What to do: Between the line holding "tag the dark suit jacket" and the line holding "<point>378,174</point>", inclusive, reproduce every line of the records, including the requests, but scale each point coordinate in the answers by 0.3 and round it to a whole number, with halves rounded up. Leave the requests and their sample points unchanged.

====== The data ======

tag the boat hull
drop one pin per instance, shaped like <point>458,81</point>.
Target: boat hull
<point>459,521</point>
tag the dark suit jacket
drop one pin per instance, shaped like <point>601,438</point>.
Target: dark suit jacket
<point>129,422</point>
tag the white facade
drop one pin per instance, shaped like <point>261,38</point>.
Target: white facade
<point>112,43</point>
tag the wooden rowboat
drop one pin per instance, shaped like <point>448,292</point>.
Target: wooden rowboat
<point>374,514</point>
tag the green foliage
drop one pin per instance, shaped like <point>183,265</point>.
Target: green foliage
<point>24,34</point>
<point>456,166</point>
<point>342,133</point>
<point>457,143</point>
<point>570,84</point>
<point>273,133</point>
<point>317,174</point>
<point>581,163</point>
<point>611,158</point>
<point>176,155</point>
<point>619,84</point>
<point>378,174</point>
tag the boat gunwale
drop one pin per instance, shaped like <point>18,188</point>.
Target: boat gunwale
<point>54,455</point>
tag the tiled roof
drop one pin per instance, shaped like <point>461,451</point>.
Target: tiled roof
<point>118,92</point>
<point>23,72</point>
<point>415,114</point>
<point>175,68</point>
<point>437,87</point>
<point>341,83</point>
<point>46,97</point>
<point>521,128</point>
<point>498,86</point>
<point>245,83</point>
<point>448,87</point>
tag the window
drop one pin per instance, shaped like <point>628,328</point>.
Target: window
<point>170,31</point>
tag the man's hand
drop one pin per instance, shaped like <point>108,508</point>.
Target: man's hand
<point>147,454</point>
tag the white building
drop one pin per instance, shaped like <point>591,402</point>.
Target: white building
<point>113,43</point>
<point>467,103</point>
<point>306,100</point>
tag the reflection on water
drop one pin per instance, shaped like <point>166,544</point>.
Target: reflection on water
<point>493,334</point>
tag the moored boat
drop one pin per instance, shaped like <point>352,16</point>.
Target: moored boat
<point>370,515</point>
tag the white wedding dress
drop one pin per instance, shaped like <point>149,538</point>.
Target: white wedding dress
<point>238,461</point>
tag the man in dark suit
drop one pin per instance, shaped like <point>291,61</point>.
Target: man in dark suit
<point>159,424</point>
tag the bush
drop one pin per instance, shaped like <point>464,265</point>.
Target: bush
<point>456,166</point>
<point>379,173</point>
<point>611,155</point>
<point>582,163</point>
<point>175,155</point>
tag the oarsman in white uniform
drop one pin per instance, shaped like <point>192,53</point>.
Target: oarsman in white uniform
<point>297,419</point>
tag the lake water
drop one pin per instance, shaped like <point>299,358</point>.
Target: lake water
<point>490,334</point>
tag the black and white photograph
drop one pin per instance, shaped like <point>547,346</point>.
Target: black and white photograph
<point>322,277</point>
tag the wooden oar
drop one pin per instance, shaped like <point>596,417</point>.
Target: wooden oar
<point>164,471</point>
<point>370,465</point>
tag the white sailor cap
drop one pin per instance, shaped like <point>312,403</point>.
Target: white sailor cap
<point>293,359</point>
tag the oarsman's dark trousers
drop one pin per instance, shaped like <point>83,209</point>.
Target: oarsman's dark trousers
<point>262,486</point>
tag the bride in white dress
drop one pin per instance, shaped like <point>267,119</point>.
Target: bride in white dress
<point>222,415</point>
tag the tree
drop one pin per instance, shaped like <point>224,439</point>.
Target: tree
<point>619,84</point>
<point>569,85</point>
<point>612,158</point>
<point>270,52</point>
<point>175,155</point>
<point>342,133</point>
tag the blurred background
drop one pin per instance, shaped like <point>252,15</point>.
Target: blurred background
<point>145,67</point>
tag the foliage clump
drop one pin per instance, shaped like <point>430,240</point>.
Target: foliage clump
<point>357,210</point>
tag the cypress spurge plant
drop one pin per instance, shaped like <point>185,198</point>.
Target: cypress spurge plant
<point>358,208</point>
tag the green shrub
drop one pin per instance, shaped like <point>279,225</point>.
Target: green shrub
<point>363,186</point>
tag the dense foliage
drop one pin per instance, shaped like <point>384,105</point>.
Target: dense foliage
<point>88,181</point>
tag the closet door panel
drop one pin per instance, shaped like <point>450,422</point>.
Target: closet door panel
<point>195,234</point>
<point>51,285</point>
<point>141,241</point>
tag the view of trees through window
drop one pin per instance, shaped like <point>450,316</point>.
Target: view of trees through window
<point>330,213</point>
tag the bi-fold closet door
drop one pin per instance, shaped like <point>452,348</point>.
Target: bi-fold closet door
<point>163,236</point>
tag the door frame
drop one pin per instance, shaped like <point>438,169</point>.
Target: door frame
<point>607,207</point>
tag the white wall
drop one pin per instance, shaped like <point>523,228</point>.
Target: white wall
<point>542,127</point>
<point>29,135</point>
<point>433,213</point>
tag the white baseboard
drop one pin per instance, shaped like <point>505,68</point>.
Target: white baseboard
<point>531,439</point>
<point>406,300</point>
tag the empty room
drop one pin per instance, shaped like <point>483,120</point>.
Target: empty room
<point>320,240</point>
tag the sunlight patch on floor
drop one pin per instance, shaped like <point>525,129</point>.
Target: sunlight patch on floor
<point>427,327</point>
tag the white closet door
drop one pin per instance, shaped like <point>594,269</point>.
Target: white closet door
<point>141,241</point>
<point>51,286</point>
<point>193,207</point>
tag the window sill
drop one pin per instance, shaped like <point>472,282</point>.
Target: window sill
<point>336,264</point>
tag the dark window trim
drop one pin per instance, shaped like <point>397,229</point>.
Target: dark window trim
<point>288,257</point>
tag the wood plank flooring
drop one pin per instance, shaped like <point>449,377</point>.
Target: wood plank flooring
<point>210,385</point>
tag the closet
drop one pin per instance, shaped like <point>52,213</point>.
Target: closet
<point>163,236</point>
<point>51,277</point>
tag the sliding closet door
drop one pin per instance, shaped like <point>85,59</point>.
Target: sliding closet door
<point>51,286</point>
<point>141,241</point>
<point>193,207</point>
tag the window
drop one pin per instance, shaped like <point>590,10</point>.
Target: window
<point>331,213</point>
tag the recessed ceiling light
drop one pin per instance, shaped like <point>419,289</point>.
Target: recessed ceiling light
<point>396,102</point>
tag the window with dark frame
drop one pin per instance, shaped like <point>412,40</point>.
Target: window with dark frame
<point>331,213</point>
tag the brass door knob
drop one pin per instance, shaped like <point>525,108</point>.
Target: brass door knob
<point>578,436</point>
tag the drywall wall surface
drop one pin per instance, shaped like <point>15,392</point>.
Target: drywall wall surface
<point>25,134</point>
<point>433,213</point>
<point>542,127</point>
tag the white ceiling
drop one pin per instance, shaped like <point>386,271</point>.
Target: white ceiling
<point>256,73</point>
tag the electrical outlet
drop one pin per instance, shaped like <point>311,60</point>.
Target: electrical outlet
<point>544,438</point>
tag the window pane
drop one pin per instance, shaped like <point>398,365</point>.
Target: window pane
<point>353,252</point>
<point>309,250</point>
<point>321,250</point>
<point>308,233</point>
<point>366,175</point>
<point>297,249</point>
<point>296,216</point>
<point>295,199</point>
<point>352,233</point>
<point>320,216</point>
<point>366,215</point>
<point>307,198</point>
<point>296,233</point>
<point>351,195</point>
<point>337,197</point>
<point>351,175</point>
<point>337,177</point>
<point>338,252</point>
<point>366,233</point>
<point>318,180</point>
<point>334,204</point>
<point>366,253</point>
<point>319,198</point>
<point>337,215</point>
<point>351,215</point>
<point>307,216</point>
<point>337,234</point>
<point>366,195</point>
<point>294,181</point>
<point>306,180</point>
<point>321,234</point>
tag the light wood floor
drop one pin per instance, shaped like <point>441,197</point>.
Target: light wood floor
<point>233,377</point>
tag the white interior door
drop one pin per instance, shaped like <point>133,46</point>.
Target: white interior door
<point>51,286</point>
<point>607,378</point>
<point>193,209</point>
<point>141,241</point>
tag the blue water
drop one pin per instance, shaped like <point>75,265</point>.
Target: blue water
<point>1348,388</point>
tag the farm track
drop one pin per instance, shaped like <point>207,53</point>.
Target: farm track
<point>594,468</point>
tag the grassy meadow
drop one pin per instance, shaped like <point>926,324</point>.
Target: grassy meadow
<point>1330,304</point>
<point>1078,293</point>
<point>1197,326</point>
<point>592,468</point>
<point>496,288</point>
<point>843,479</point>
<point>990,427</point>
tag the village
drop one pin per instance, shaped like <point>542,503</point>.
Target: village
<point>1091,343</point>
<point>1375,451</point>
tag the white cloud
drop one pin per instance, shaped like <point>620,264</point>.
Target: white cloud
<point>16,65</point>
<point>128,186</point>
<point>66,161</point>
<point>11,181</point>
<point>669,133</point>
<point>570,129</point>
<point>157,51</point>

======

Worked solution:
tag the dark suit jacket
drop one pin per instance, shaped like <point>601,438</point>.
Target: dark suit jacket
<point>39,127</point>
tag the white facade
drop one pin per instance, shaped like <point>261,38</point>.
Target: white facade
<point>34,13</point>
tag the wooden rowboat
drop one pin per instance, shaped like <point>448,292</point>.
Target: wooden rowboat
<point>112,154</point>
tag the green foliage
drop one pin per instance, shaped like <point>183,265</point>.
Target: green foliage
<point>7,10</point>
<point>137,50</point>
<point>103,40</point>
<point>137,43</point>
<point>171,25</point>
<point>82,40</point>
<point>95,52</point>
<point>174,49</point>
<point>183,47</point>
<point>53,47</point>
<point>186,25</point>
<point>113,52</point>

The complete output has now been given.